#### Text:
And even though it runs on primary batteries, I don't see it as much of a problem because the moderately long run time of 2 hours on high mode ensure that I get enough run-time. In fact, the low mode is good enough for most of my applications.

So, enjoy your LX2 when you get it and do keep us posted on your findings with it.


----------



## BST07 (Sep 1, 2009)

Thanks guys... I will let you know guys know my impressions when I receive the light


----------



## run4jc (Sep 2, 2009)

Okay, mine came yesterday - like the 50+ child that I am, I posted a couple of photos HERE. Took it on the normal 4:30 AM dog walk today. With 2 dog leashes to hold, it's a bit of a struggle doing too much comparison and beam shot photos are almost impossible, but there are plenty of beamshots posted already. Here are my impressions:



 The interface is taking some getting used to, but I like it. Twisted 'on' to low, then pressed the button for momentary high when I need it. Frankly, I like the click on of the Olight M20 and twist for level, but I think I'll grow to like the Surefire UI and probably keep the light on low more since it is quite usable on low with high a button press away. That'll save my batteries since I am now using primaries (got 24 extras....)
 


 I LOVE the size! Light weight, good feel in my hand, just a bit smaller than the M20. And even thought it is light, it feels as if it could handle being run over by a tank!

#### Requirement 1:
According to the flashlight thread, why does run4jc expect to keep the light on low more often? Answer in one to three sentences.
#### Requirement 2:
Extend the flashlight thread, starting after its last sentence.

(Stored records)
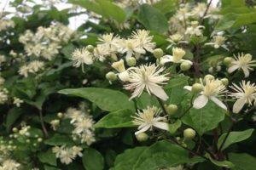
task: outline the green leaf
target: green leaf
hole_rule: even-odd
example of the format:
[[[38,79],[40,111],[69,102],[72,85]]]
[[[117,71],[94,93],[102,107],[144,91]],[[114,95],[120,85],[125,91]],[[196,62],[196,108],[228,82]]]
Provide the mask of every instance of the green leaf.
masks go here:
[[[86,170],[102,170],[104,168],[104,158],[100,152],[93,148],[84,149],[82,161]]]
[[[131,122],[132,117],[131,116],[132,115],[134,115],[134,112],[127,109],[110,112],[95,124],[94,127],[105,128],[134,127],[134,124]]]
[[[7,131],[9,131],[11,129],[13,124],[18,120],[22,112],[22,109],[18,107],[14,107],[9,110],[6,117]]]
[[[174,134],[176,131],[182,126],[182,122],[178,119],[174,123],[169,124],[169,132]]]
[[[135,111],[134,103],[123,93],[116,90],[84,88],[70,88],[59,91],[60,94],[82,97],[95,103],[99,108],[107,111],[115,111],[120,109],[129,109]]]
[[[55,133],[50,139],[44,140],[44,144],[49,145],[73,145],[74,142],[67,135]]]
[[[202,135],[215,128],[224,119],[224,116],[225,110],[209,100],[207,105],[201,109],[191,108],[182,121]]]
[[[116,157],[113,170],[131,170],[138,157],[148,147],[141,146],[125,150],[124,153]]]
[[[241,132],[230,132],[224,144],[222,147],[222,150],[226,149],[227,147],[229,147],[230,144],[232,144],[234,143],[241,142],[242,140],[248,139],[252,135],[253,130],[254,129],[250,128],[250,129],[247,129],[245,131],[241,131]],[[221,144],[223,143],[226,135],[227,135],[227,133],[224,133],[218,139],[218,149],[220,148]]]
[[[161,13],[166,14],[173,11],[177,4],[177,0],[161,0],[154,3],[153,6],[158,8]]]
[[[55,154],[49,149],[46,152],[40,152],[38,155],[39,161],[43,163],[48,163],[49,165],[57,166]]]
[[[215,165],[217,165],[218,167],[227,167],[227,168],[230,168],[230,167],[234,167],[234,164],[231,162],[228,162],[228,161],[222,161],[222,162],[216,161],[216,160],[213,160],[208,154],[207,154],[206,156],[208,157],[210,159],[210,161],[213,164],[215,164]]]
[[[148,4],[140,6],[137,20],[149,30],[160,33],[168,30],[168,21],[166,16],[157,8]]]
[[[119,23],[124,22],[126,19],[126,14],[124,9],[111,1],[69,0],[69,2],[101,14],[102,17],[115,20]]]
[[[138,109],[145,109],[147,106],[160,106],[157,99],[143,92],[139,98],[136,99],[136,104]]]
[[[235,164],[232,170],[255,170],[256,158],[246,153],[230,153],[230,160]]]
[[[155,170],[160,167],[175,167],[184,163],[205,161],[201,157],[189,158],[189,152],[182,147],[167,141],[159,141],[143,152],[133,170]]]

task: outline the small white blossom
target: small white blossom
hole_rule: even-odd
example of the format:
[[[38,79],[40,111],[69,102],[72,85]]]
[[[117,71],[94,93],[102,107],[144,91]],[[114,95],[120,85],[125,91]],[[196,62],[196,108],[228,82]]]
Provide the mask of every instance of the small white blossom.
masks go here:
[[[228,69],[228,72],[234,72],[236,70],[242,70],[245,77],[248,77],[250,71],[253,71],[253,67],[256,66],[256,60],[252,60],[250,54],[243,54],[242,53],[238,56],[234,55],[235,60],[231,61],[231,65]]]
[[[126,90],[133,90],[130,99],[139,97],[144,89],[156,97],[166,100],[167,94],[160,86],[165,84],[169,78],[166,74],[160,75],[164,71],[164,68],[156,66],[155,65],[141,65],[139,67],[131,67],[127,70],[129,74],[130,83],[125,85]]]
[[[239,111],[246,104],[252,105],[253,100],[254,104],[256,104],[255,83],[251,83],[250,82],[246,82],[245,81],[242,81],[240,83],[240,86],[233,83],[233,86],[230,86],[230,88],[235,92],[230,93],[230,96],[236,99],[233,105],[234,113],[239,113]]]
[[[200,95],[195,98],[193,103],[193,107],[195,109],[203,108],[208,102],[212,100],[219,107],[227,110],[226,105],[219,100],[217,97],[222,96],[223,94],[226,93],[226,88],[220,80],[206,79],[205,83],[201,79],[201,83],[203,86],[203,90],[200,93]],[[191,86],[185,86],[185,89],[191,91]]]
[[[132,116],[134,120],[132,122],[138,126],[138,131],[135,133],[136,135],[144,133],[148,129],[152,130],[153,127],[160,128],[163,130],[169,130],[169,125],[166,122],[166,118],[164,116],[160,116],[160,110],[155,106],[149,107],[143,110],[143,111],[138,110],[136,113],[136,116]]]

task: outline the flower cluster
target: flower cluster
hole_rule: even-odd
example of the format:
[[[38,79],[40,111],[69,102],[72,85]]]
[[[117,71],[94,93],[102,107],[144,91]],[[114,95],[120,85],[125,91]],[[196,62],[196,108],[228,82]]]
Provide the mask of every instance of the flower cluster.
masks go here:
[[[65,145],[55,146],[52,149],[53,153],[55,154],[55,156],[59,158],[61,163],[66,165],[70,164],[78,156],[83,156],[82,151],[83,149],[79,146],[67,147]]]

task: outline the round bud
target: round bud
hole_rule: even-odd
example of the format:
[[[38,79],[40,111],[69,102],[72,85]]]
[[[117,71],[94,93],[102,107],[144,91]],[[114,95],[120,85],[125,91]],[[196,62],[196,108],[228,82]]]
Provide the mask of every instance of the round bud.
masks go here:
[[[189,69],[191,68],[191,65],[190,63],[189,62],[183,62],[181,65],[180,65],[180,69],[182,71],[189,71]]]
[[[195,136],[195,131],[192,128],[187,128],[183,131],[183,137],[188,139],[192,139]]]
[[[14,133],[17,133],[17,132],[18,132],[18,128],[13,128],[13,132],[14,132]]]
[[[173,115],[177,112],[177,105],[169,105],[166,107],[166,111],[168,112],[169,115]]]
[[[154,50],[153,54],[156,59],[160,59],[164,55],[164,52],[161,48],[156,48]]]
[[[144,142],[144,141],[147,141],[148,139],[148,135],[145,133],[141,133],[136,135],[136,139],[139,142]]]
[[[136,65],[136,59],[134,57],[126,58],[126,62],[129,66]]]
[[[92,45],[88,45],[88,46],[86,47],[86,49],[87,49],[89,52],[92,53],[92,52],[93,52],[93,49],[94,49],[94,47],[93,47]]]
[[[202,91],[203,88],[204,87],[201,83],[195,83],[195,84],[192,85],[192,90],[191,91],[193,93],[197,94],[197,93]]]
[[[204,81],[206,82],[207,80],[214,80],[214,76],[212,75],[207,75],[204,77]]]
[[[117,76],[113,72],[110,71],[106,74],[106,78],[109,81],[115,81],[117,79]]]
[[[230,65],[230,63],[232,62],[233,59],[231,57],[225,57],[223,60],[223,63],[225,65]]]
[[[227,79],[227,78],[222,78],[220,81],[222,82],[223,85],[224,85],[224,86],[227,86],[229,84],[229,79]]]
[[[43,141],[43,139],[41,139],[41,138],[38,138],[38,142],[40,143],[40,142],[42,142],[42,141]]]
[[[59,113],[57,114],[57,116],[58,116],[60,119],[61,119],[61,118],[63,117],[63,113],[59,112]]]

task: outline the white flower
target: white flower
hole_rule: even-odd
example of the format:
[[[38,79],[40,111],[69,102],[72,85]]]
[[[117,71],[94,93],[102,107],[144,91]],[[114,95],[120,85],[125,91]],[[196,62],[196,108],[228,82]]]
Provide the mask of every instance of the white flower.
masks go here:
[[[219,47],[224,48],[224,49],[229,51],[229,48],[224,44],[226,38],[223,36],[214,36],[213,37],[213,42],[205,43],[205,45],[213,45],[214,48],[218,48]]]
[[[242,53],[238,56],[234,55],[235,60],[231,61],[231,65],[228,69],[228,72],[234,72],[236,70],[242,70],[245,77],[248,77],[250,71],[253,71],[252,67],[256,66],[256,60],[252,60],[250,54],[243,54]]]
[[[81,49],[75,49],[72,54],[72,59],[73,60],[73,66],[79,67],[82,65],[82,69],[84,70],[84,64],[85,65],[92,65],[93,64],[93,56],[92,54],[87,51],[85,48]]]
[[[156,97],[166,100],[167,94],[160,86],[165,84],[169,80],[166,74],[160,75],[164,68],[155,65],[141,65],[139,67],[131,67],[127,70],[129,74],[129,84],[125,85],[126,90],[134,90],[130,99],[139,97],[144,89]]]
[[[225,86],[220,80],[218,79],[206,79],[205,82],[206,82],[204,84],[202,80],[201,79],[201,83],[203,86],[203,90],[200,93],[200,95],[194,100],[193,107],[195,109],[203,108],[207,104],[208,100],[211,99],[219,107],[227,110],[225,105],[217,98],[218,96],[222,96],[223,94],[227,92]],[[189,91],[192,90],[191,86],[185,86],[184,88]]]
[[[185,31],[185,34],[189,36],[202,36],[203,26],[198,26],[198,21],[192,21],[191,26],[189,26]]]
[[[165,55],[160,60],[160,64],[164,65],[167,62],[173,62],[173,63],[182,63],[182,62],[188,62],[190,65],[193,63],[189,60],[183,60],[183,57],[185,55],[186,52],[183,48],[172,48],[172,55]]]
[[[126,39],[121,41],[120,43],[120,53],[126,53],[126,58],[131,57],[133,54],[138,57],[140,54],[146,53],[145,49],[141,47],[141,42],[137,39]]]
[[[134,120],[132,122],[135,125],[139,126],[138,131],[135,133],[136,135],[144,133],[148,129],[152,129],[153,127],[163,129],[169,130],[169,125],[166,122],[163,122],[166,120],[166,117],[160,116],[160,110],[155,106],[149,107],[143,110],[143,111],[138,110],[136,113],[137,116],[132,116]]]
[[[17,107],[20,106],[20,104],[22,104],[24,101],[19,98],[14,97],[14,105],[15,105]]]
[[[254,100],[256,101],[256,85],[255,83],[251,83],[250,82],[246,82],[242,81],[240,86],[233,83],[230,88],[235,91],[234,93],[230,93],[230,96],[237,100],[233,105],[233,112],[238,113],[244,105],[247,104],[252,105]]]
[[[8,160],[5,160],[2,163],[2,166],[0,166],[0,169],[1,170],[18,170],[20,166],[20,164],[18,163],[17,162],[11,160],[11,159],[8,159]]]
[[[153,36],[149,36],[149,31],[146,30],[137,30],[132,32],[132,38],[137,40],[140,46],[147,51],[153,53],[155,43],[152,42]]]

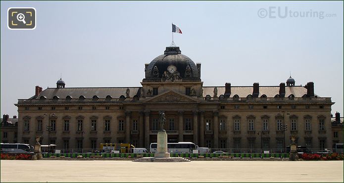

#### Output 1:
The light is quite usable on low, and high is only a button press away. Running it on low also saves batteries, which matters because run4jc is now using primaries.

#### Output 2:
 As for the output, this is what I observed. Yes, geek that I am, I took my Eagletac M2XC4, Olight M20 Warrior Premium, and the Surefire LX2. The LX2 throws ALMOST as far as the M2XC4! The LX2 has a spill ALMOST as defined as the M20 but has a spot as large as my just sold M30 and has a throw every bit as far as the M20. I walk past a dark soccer field and love to light up the treeline along the far edge of the field. The field is about 10 yards from where I walk along the edge of the street - I don't know how wide a soccer field is but the treeline is beyond the opposite side. I love to take my light and illuminate the field to see the fox that is almost always hanging out on the treeline. I often see deer out there as well - the light is more that a means to light my way on the walk - it serves as a searchlight for wildlife.
 
Frankly, it is the 'perfect' light. I used all those "almost" statements to point out that by carrying one light, I have the monster throw of a relatively large 800 lumen Eagletac, the spot of the M30 and more usable light that the M20 (which is almost the same size - but just a bit larger.) I used to carry both the M20 and the M2 in the mornings - I'd use the M20 except when by the soccer field - the M20 was better for walking on the path and the M2 was the 'searchlight.' In fact, it may replace my Fenix L1D for an EDC - it is that light and comfortable to carry and has no edges to catch on my pocket.

It is the perfect light, and now I "get it."

Would it serve as a 'weapon?' No - if I needed to cold **** someone the Eagletac has the most heft, but I don't think that will be an issue - I'm not a LEO (but thank all those out there who are!!)

So I've been bitten, infected, whatever, by the Surefire bug. It's gonna cost me!! Now I want an E1B Backup and the NRA version of the E2DL Defender!!!


----------



## pulstar (Sep 2, 2009)

Oh boy, mine is on pre-order and should come here in EU in about two weeks. While reading posts like that i just can't wait these two weeks to pass... I have a nitecore extreme r2, which i think will stay my primary EDC(just because i won't regret it to much if it'll catch a scratch or two), but on the other hand lx2 will be(i expect that) huuuuge improvement over Extreme....

The only problem is, that I just can't wait..... :mecry::duh2:

:twothumbs:twothumbs


----------



## run4jc (Sep 2, 2009)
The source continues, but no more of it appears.